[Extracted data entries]
========
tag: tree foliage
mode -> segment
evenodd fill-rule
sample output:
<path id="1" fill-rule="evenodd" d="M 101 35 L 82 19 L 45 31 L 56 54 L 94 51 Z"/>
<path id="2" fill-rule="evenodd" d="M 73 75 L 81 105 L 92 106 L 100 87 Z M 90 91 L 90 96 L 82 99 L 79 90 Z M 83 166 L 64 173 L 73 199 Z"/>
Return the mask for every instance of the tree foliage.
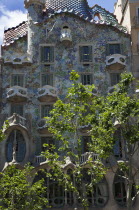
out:
<path id="1" fill-rule="evenodd" d="M 51 112 L 51 118 L 47 118 L 49 130 L 59 142 L 59 151 L 63 154 L 63 159 L 68 156 L 74 162 L 76 167 L 73 174 L 75 180 L 80 179 L 81 184 L 83 168 L 80 163 L 81 129 L 87 128 L 87 134 L 91 135 L 88 143 L 89 151 L 99 154 L 100 158 L 94 161 L 90 156 L 85 163 L 92 177 L 91 183 L 96 184 L 107 171 L 103 160 L 109 162 L 108 168 L 111 166 L 109 157 L 114 157 L 114 146 L 117 141 L 114 134 L 120 128 L 124 139 L 124 148 L 122 148 L 124 158 L 122 157 L 120 161 L 115 158 L 117 161 L 115 164 L 124 174 L 123 178 L 127 183 L 127 207 L 131 209 L 134 200 L 133 177 L 136 174 L 133 175 L 132 161 L 139 143 L 139 100 L 133 91 L 133 76 L 122 74 L 121 81 L 115 86 L 113 93 L 105 97 L 93 95 L 95 86 L 82 85 L 78 78 L 79 75 L 72 71 L 70 79 L 73 85 L 69 88 L 65 101 L 58 100 Z M 75 188 L 78 191 L 77 187 Z M 79 192 L 77 194 L 79 195 Z"/>
<path id="2" fill-rule="evenodd" d="M 48 205 L 43 196 L 46 191 L 44 180 L 31 183 L 32 169 L 29 165 L 22 170 L 11 165 L 1 173 L 0 209 L 39 210 Z"/>

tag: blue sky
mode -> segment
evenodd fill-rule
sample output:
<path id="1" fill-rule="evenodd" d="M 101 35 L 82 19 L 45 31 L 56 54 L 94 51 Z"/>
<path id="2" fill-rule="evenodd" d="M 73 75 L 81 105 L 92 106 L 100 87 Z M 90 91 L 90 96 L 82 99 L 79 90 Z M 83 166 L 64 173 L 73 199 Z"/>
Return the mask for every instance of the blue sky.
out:
<path id="1" fill-rule="evenodd" d="M 89 6 L 95 4 L 113 12 L 116 0 L 88 0 Z M 0 0 L 0 43 L 3 39 L 4 28 L 10 28 L 26 20 L 24 0 Z"/>

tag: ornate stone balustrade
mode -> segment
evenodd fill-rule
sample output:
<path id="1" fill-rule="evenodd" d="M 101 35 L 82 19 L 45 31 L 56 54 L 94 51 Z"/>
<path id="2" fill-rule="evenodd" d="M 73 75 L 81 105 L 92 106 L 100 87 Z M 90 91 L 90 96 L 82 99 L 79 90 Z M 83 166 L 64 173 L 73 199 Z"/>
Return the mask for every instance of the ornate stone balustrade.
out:
<path id="1" fill-rule="evenodd" d="M 69 28 L 65 28 L 61 30 L 60 41 L 72 41 L 71 30 Z"/>
<path id="2" fill-rule="evenodd" d="M 80 163 L 85 163 L 89 158 L 92 158 L 92 161 L 96 161 L 99 159 L 99 155 L 93 152 L 86 152 L 81 155 Z"/>
<path id="3" fill-rule="evenodd" d="M 38 155 L 35 157 L 35 163 L 40 164 L 46 161 L 46 157 L 43 155 Z"/>
<path id="4" fill-rule="evenodd" d="M 106 66 L 111 70 L 120 70 L 126 66 L 126 56 L 113 54 L 106 57 Z"/>
<path id="5" fill-rule="evenodd" d="M 20 86 L 7 88 L 7 100 L 10 102 L 24 102 L 28 99 L 27 89 Z"/>
<path id="6" fill-rule="evenodd" d="M 50 85 L 38 88 L 38 99 L 41 102 L 55 102 L 57 100 L 56 88 Z"/>
<path id="7" fill-rule="evenodd" d="M 20 125 L 27 129 L 27 122 L 24 117 L 19 114 L 14 113 L 11 117 L 7 118 L 9 126 Z M 6 129 L 6 124 L 4 123 L 4 130 Z"/>

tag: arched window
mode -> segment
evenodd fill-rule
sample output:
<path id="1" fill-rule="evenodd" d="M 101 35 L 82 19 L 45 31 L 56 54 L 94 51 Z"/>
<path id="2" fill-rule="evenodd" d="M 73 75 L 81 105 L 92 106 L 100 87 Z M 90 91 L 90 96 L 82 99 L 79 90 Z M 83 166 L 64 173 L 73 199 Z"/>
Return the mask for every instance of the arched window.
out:
<path id="1" fill-rule="evenodd" d="M 44 185 L 47 187 L 46 194 L 44 196 L 48 199 L 49 205 L 51 207 L 60 208 L 64 206 L 65 198 L 64 198 L 64 188 L 57 181 L 53 180 L 53 171 L 50 170 L 48 172 L 48 176 L 46 171 L 39 171 L 38 174 L 34 178 L 34 182 L 44 179 Z"/>
<path id="2" fill-rule="evenodd" d="M 114 198 L 120 206 L 126 206 L 127 202 L 127 180 L 124 178 L 124 173 L 119 171 L 114 178 Z M 135 187 L 132 186 L 132 198 L 135 196 Z"/>
<path id="3" fill-rule="evenodd" d="M 15 159 L 22 162 L 26 154 L 26 142 L 23 134 L 19 130 L 13 130 L 6 142 L 6 160 L 11 162 Z"/>
<path id="4" fill-rule="evenodd" d="M 53 177 L 53 171 L 50 171 L 50 174 Z M 62 207 L 65 203 L 63 186 L 52 178 L 49 178 L 48 200 L 50 206 L 57 208 Z"/>
<path id="5" fill-rule="evenodd" d="M 83 170 L 83 183 L 86 185 L 86 197 L 88 206 L 103 207 L 108 200 L 108 189 L 106 180 L 103 179 L 96 185 L 93 185 L 93 189 L 90 189 L 89 183 L 91 183 L 91 175 L 88 175 L 87 169 Z"/>

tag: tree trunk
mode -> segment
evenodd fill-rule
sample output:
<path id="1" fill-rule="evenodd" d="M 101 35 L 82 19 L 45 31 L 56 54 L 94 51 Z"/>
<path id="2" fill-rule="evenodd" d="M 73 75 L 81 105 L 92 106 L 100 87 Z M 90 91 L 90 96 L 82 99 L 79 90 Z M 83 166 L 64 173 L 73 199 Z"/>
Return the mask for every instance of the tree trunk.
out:
<path id="1" fill-rule="evenodd" d="M 127 210 L 132 210 L 132 155 L 131 155 L 131 145 L 129 148 L 129 171 L 128 171 L 128 183 L 127 183 Z"/>

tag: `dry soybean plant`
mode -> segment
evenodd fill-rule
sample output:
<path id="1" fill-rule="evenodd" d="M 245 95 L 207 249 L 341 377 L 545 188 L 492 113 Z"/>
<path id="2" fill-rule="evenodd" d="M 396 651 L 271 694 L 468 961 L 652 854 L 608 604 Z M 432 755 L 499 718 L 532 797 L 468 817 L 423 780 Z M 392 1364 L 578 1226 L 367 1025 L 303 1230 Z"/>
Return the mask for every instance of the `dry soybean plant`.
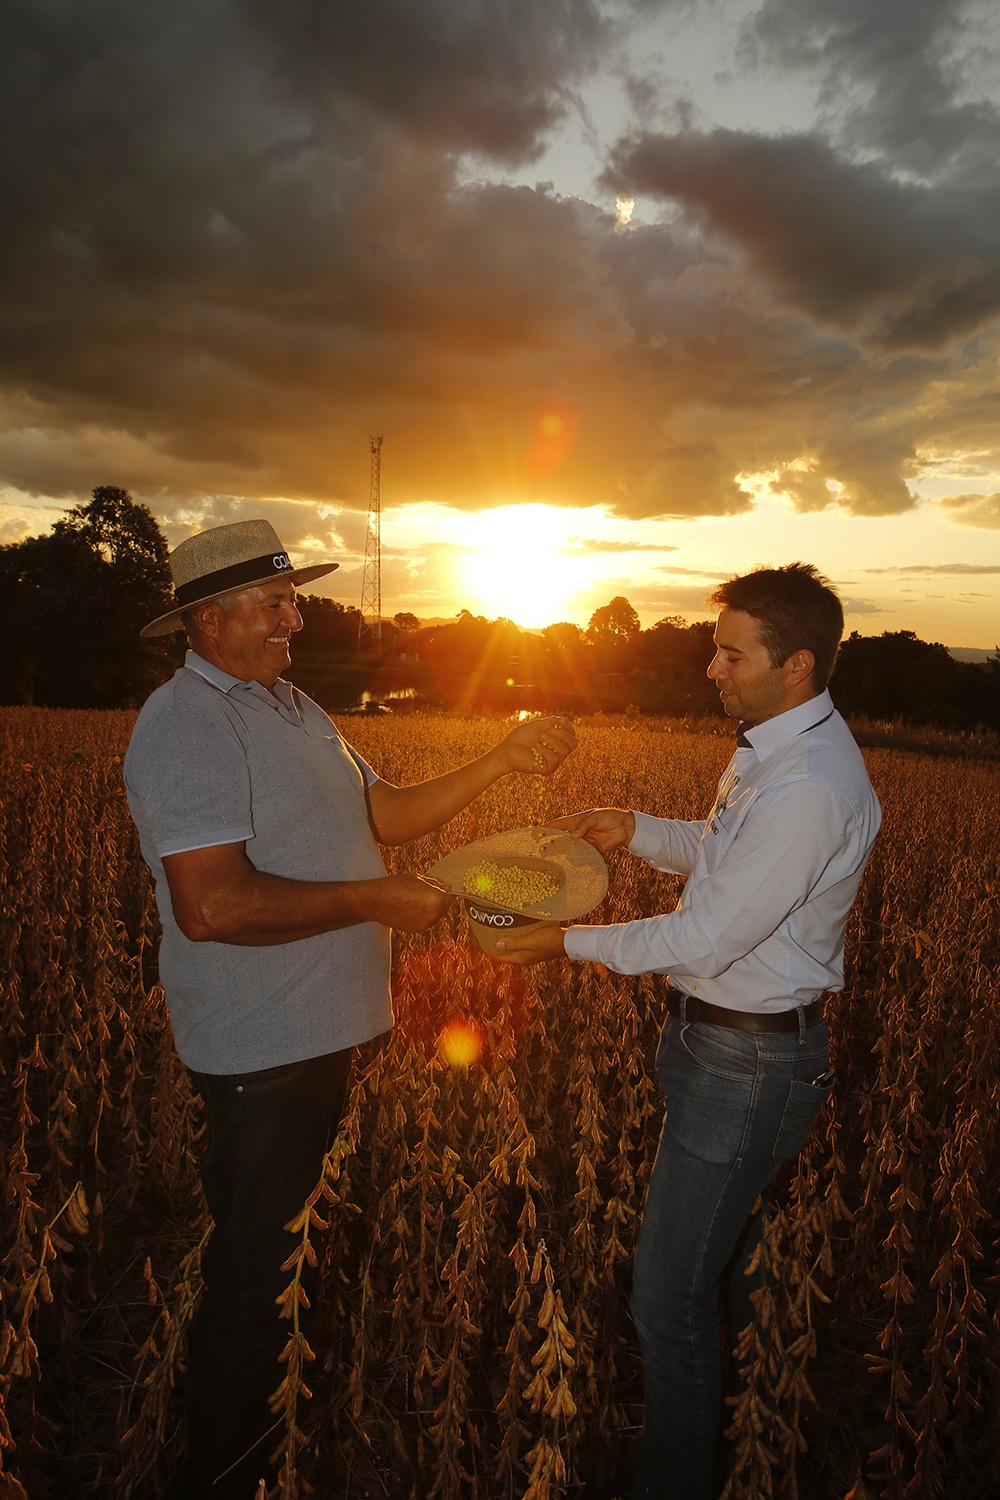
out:
<path id="1" fill-rule="evenodd" d="M 146 1500 L 180 1453 L 208 1225 L 121 788 L 130 724 L 0 712 L 2 1500 Z M 502 725 L 343 728 L 405 782 Z M 554 779 L 509 778 L 392 867 L 595 804 L 697 817 L 729 753 L 680 722 L 578 729 Z M 838 1088 L 773 1195 L 730 1500 L 986 1500 L 1000 1484 L 1000 765 L 888 733 L 868 758 L 886 817 L 833 1007 Z M 676 900 L 673 877 L 611 864 L 593 920 Z M 615 1500 L 641 1423 L 627 1298 L 662 984 L 497 966 L 458 908 L 395 942 L 393 984 L 396 1029 L 361 1050 L 289 1226 L 271 1494 Z"/>

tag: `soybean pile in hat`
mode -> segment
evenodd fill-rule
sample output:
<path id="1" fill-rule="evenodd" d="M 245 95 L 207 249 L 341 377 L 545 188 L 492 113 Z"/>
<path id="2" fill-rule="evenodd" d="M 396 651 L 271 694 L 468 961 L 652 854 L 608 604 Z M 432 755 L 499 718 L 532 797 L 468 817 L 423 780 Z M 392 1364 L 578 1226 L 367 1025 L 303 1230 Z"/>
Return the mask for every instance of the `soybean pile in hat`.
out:
<path id="1" fill-rule="evenodd" d="M 592 844 L 561 828 L 511 828 L 446 854 L 427 874 L 465 902 L 470 930 L 487 953 L 512 929 L 572 922 L 608 888 Z"/>

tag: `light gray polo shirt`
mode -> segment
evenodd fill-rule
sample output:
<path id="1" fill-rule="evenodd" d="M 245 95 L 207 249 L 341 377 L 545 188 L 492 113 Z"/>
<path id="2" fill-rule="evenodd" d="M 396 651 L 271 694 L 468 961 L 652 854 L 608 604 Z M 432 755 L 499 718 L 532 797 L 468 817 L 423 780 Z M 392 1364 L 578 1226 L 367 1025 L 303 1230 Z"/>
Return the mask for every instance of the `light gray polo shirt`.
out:
<path id="1" fill-rule="evenodd" d="M 392 1025 L 389 931 L 359 923 L 268 947 L 193 943 L 174 921 L 163 856 L 244 843 L 290 880 L 385 874 L 365 787 L 378 778 L 318 704 L 273 694 L 189 651 L 148 699 L 125 757 L 129 808 L 156 881 L 160 978 L 177 1052 L 247 1073 L 339 1051 Z"/>

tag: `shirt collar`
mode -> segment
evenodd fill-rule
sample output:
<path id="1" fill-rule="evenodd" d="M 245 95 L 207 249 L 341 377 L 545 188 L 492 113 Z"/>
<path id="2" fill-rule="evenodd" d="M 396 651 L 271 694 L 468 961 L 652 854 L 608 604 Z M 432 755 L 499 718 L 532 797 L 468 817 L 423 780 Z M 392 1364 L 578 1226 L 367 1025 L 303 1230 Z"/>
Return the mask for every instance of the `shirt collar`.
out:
========
§ WORK ITEM
For the records above, state how many lines include the string "stone", giving the number and nothing else.

§ OUTPUT FOR THIS EXERCISE
2